- _Provided entries_
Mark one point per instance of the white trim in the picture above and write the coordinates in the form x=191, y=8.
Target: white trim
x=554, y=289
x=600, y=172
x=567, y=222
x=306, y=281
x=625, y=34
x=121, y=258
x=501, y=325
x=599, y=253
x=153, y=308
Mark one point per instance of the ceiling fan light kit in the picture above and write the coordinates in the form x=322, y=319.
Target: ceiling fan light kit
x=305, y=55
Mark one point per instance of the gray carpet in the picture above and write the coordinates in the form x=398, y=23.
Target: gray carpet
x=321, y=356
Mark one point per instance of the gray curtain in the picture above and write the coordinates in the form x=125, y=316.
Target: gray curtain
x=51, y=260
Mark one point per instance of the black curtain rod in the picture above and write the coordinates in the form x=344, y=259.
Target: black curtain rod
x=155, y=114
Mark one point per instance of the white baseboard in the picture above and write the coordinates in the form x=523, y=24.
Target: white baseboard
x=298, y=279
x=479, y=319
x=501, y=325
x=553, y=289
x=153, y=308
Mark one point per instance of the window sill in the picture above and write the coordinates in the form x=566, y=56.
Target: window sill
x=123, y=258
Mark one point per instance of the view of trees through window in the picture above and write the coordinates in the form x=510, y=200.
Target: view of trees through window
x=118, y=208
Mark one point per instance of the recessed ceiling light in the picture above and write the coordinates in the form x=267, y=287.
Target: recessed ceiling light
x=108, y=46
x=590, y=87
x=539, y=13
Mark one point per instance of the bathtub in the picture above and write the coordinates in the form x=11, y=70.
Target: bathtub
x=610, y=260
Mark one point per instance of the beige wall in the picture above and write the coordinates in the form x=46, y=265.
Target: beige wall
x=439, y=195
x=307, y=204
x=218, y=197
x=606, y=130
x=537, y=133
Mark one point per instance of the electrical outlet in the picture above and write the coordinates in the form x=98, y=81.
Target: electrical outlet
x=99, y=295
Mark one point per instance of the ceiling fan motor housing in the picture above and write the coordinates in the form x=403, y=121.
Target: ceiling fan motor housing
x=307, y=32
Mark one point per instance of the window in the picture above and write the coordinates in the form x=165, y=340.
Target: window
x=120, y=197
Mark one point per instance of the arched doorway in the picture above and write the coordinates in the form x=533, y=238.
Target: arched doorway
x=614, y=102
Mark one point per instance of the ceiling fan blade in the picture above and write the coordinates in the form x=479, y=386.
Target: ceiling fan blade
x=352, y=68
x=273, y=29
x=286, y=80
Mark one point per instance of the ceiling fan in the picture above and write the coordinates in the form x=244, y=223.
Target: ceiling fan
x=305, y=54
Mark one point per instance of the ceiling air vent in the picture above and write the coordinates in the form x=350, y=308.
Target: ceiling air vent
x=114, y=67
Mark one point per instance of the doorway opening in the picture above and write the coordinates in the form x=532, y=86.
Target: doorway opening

- _Work to be completed_
Say how many lines of the entries above hold the string "opening", and say nothing besides the number.

- _Answer to the problem_
2